Work request 1
Return everything from "In a similar" down to "quite a lot." in the blog post on mental illness, copied word for word.
Work request 2
In the blog post on mental illness, what does the writer say they often feel when thinking back on the girl from the hostel?
Work request 3
List every word the blog post on mental illness uses to describe the topic of mental illness itself.

::: Source text :::

Monday, January 25, 2021

it's hard to explain. I've read a decent bit about mental illness, I've seen friends who refuse to get help and family some of who have been blurred from being due to medication. I've always found the topic captivating, dark yes and scary yes, but enigmatic and mysterious. I've met ppl who almost brag of their struggles and those who are surprisingly open and matter of fact about it. There was also this girl once in hostel I was getting friendly with and then one late afternoon in her room (very dark I don't know why) she told me things about her family and childhood and violence which spooked me enough to avoid talking to her after that. Ive wondered many times since then if I could've helped her and I didn't. But what I feel often when I think back is not guilt but a strong sense of self preservation. 

In a similar way I have avoided some family members because I couldn't bare to see or hear them in their state of being. Sometimes it's very hard, you don't want to hurt them in the slightest but that means allowing them to bruise you quite a lot.

::: Source material :::

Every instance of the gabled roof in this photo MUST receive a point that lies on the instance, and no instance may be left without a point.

:::

Exercise answer 1
In a similar way I have avoided some family members because I couldn't bare to see or hear them in their state of being. Sometimes it's very hard, you don't want to hurt them in the slightest but that means allowing them to bruise you quite a lot.

Exercise answer 2
Not guilt, but a strong sense of self preservation.

Exercise answer 3
captivating, dark, scary, enigmatic, mysterious